§ TASK BRIEF
Word for word, print each line of the listing below; pictures stay out.

§ SUPPLIED RECORDS
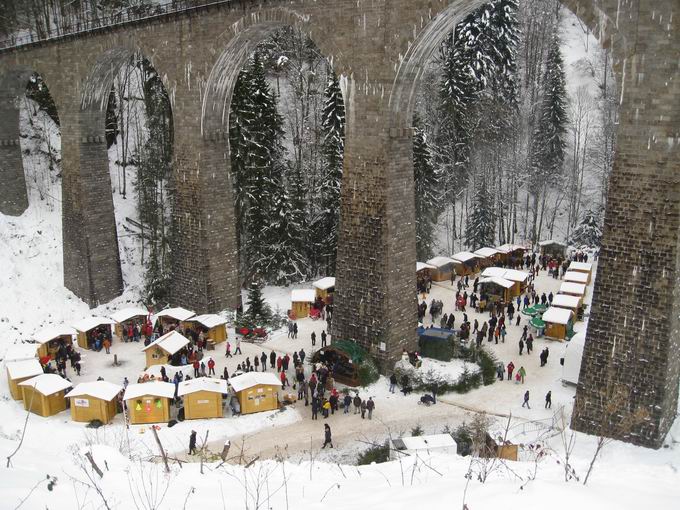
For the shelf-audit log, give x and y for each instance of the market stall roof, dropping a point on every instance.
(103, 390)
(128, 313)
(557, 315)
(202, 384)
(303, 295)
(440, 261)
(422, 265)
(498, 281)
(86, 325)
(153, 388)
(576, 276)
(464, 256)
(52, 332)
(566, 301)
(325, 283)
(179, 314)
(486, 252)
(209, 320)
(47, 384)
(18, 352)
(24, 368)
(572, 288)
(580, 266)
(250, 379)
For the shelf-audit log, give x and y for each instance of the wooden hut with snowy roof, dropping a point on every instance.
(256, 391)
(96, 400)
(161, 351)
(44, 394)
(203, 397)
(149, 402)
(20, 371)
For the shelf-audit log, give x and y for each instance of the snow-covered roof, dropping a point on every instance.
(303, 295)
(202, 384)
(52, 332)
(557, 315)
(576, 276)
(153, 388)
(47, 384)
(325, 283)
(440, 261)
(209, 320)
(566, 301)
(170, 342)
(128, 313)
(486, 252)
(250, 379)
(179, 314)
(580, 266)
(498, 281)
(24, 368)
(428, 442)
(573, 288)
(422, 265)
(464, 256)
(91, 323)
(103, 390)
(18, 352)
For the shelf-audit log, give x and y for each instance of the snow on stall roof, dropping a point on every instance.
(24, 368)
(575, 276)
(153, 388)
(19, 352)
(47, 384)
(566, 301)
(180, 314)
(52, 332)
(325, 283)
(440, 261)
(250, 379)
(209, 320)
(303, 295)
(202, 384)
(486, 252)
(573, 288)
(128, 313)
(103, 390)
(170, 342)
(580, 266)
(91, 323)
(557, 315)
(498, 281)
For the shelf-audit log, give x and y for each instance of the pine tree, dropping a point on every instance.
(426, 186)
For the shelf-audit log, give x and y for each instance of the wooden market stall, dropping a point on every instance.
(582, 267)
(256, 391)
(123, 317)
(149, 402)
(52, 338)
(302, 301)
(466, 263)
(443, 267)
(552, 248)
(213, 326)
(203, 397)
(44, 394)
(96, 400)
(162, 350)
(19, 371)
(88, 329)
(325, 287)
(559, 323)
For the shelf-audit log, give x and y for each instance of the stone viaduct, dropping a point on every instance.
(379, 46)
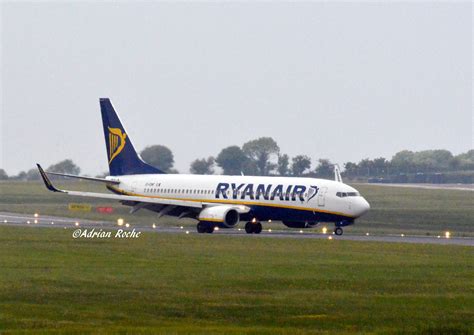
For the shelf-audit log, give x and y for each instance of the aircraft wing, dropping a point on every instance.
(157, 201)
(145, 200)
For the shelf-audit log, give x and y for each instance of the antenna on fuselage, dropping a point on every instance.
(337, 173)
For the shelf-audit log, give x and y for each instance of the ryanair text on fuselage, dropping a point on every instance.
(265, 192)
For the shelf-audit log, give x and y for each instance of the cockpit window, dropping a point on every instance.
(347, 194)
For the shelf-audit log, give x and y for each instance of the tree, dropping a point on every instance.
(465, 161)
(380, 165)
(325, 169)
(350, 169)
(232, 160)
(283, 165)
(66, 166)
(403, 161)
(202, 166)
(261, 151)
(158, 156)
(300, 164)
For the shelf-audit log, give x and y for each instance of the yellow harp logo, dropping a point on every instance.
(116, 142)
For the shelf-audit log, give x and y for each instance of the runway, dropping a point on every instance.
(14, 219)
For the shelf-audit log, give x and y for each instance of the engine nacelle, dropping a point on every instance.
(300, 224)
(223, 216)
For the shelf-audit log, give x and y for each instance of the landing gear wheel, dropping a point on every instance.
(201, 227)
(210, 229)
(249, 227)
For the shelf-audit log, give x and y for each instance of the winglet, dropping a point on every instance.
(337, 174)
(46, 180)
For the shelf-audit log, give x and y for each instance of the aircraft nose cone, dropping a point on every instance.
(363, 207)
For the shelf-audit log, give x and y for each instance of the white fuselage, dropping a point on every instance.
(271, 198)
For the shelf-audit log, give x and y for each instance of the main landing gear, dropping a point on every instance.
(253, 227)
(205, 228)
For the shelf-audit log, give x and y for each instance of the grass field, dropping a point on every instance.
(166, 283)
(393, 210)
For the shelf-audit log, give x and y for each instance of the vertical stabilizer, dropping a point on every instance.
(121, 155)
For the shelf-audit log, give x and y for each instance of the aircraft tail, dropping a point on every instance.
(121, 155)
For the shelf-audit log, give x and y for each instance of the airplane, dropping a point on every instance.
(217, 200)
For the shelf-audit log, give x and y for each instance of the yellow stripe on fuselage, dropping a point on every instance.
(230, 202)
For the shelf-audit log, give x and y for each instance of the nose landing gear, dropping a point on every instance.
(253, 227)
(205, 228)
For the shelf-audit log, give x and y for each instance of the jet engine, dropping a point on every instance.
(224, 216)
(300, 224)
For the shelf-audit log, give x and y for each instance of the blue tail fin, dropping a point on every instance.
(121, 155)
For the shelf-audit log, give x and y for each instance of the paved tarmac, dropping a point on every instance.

§ RESPONSE TO THIS EXERCISE
For the shelf-audit log, give x and y for each instance of the market stall roof, dropping a point on every instance.
(103, 390)
(128, 313)
(557, 315)
(202, 384)
(303, 295)
(440, 261)
(422, 265)
(498, 281)
(86, 325)
(153, 388)
(576, 276)
(464, 256)
(52, 332)
(566, 301)
(325, 283)
(179, 314)
(486, 252)
(209, 320)
(47, 384)
(18, 352)
(24, 368)
(572, 288)
(580, 266)
(250, 379)
For the shelf-audit log, give x and y for each instance of the wooden hut with snowy roof, dropping a point on every instance.
(256, 391)
(96, 400)
(161, 351)
(44, 394)
(203, 397)
(149, 402)
(20, 371)
For the shelf-audit log, give x and y for each instance of the snow-covered roof, dropping a point on every instance.
(303, 295)
(202, 384)
(52, 332)
(557, 315)
(576, 276)
(153, 388)
(47, 384)
(325, 283)
(440, 261)
(209, 320)
(566, 301)
(170, 342)
(128, 313)
(486, 252)
(250, 379)
(179, 314)
(580, 266)
(498, 281)
(24, 368)
(428, 442)
(573, 288)
(422, 265)
(464, 256)
(91, 323)
(103, 390)
(18, 352)
For the shelf-audit log, give x and y for each instance of the snow on stall roof, dropping a point on every instance.
(24, 368)
(575, 276)
(153, 388)
(19, 352)
(47, 384)
(566, 301)
(180, 314)
(52, 332)
(325, 283)
(440, 261)
(250, 379)
(209, 320)
(303, 295)
(202, 384)
(486, 252)
(573, 288)
(128, 313)
(103, 390)
(170, 342)
(580, 266)
(91, 323)
(557, 315)
(498, 281)
For the shelf-audit log, give x and y for each instance of the pine tree, dropping a point on every instance.
(426, 186)
For the shelf-audit log, give x and y for each instance of the wooden market stall, dropping a point on every instance.
(582, 267)
(256, 391)
(123, 317)
(149, 402)
(52, 338)
(302, 301)
(466, 263)
(443, 267)
(552, 248)
(213, 326)
(203, 397)
(44, 394)
(96, 400)
(162, 350)
(19, 371)
(88, 329)
(325, 287)
(559, 323)
For the shelf-audit log, give x and y for each instance of the stone viaduct, dropping a point on every instance.
(379, 46)
For the shelf-audit log, give x and y for each instance of the aircraft wing, dropping a point on every instance.
(157, 201)
(145, 200)
For the shelf-audit log, give x and y for each instance of the antenna on fuselage, dropping a point on every instance.
(337, 173)
For the shelf-audit log, give x and y for each instance of the ryanair text on fuselage, dropping a point on every instance.
(265, 192)
For the shelf-audit log, give x and y for each instance of the cockpit window, dropping a point on every instance.
(347, 194)
For the shelf-audit log, give x and y for each instance of the tree, dropping a point on every instance.
(465, 161)
(380, 165)
(325, 169)
(350, 169)
(232, 160)
(283, 165)
(66, 166)
(403, 161)
(202, 166)
(261, 151)
(158, 156)
(300, 164)
For the shelf-audit log, give x and y for each instance of the yellow harp logo, dropping a point on every instance.
(116, 142)
For the shelf-audit log, give x and y for each instance of the runway, dropping a point on every instance.
(14, 219)
For the shelf-audit log, give x and y for each instance of the engine nacelle, dropping a point on every instance.
(300, 224)
(223, 216)
For the shelf-audit log, give x and y for each instance of the landing gear wheel, dropping a point on every instance.
(201, 227)
(210, 229)
(249, 227)
For the shelf-audit log, give x and y for each instance of the winglet, dropping a point on every instance.
(337, 174)
(46, 180)
For the shelf-audit log, give x and y for each instance of the aircraft nose cone, dropping a point on every instance.
(363, 207)
For the shelf-audit log, give x and y for each instance of the white fuselage, dropping a point on every instance.
(271, 198)
For the shelf-audit log, give x and y for each instance of the main landing gear, dropping a point on every instance.
(253, 227)
(205, 228)
For the shelf-audit log, give x and y for each instance of the grass field, dropping a point on every instance.
(166, 283)
(393, 210)
For the shelf-audit log, give x and y for each instance of the vertical stabilizer, dropping a point on every instance.
(121, 155)
For the shelf-audit log, give x and y for each instance of the aircraft tail, dropping a point on every instance.
(121, 155)
For the shelf-audit log, give x and y for each instance of the airplane, dropping a point on every instance.
(217, 200)
For the shelf-audit log, give x and y for each instance of the yellow stripe on fuselage, dropping a point on every instance.
(230, 202)
For the shelf-audit log, give x and y for each instance of the nose landing gear, dropping a point on every instance.
(253, 227)
(205, 228)
For the shelf-audit log, give x and y for each instance of the jet engine, dropping a point on every instance.
(224, 216)
(300, 224)
For the shelf-audit log, give x and y for each instance of the blue tail fin, dropping a point on every instance.
(121, 155)
For the shelf-audit log, give x and y for each instance of the paved tarmac, dropping a point on every instance.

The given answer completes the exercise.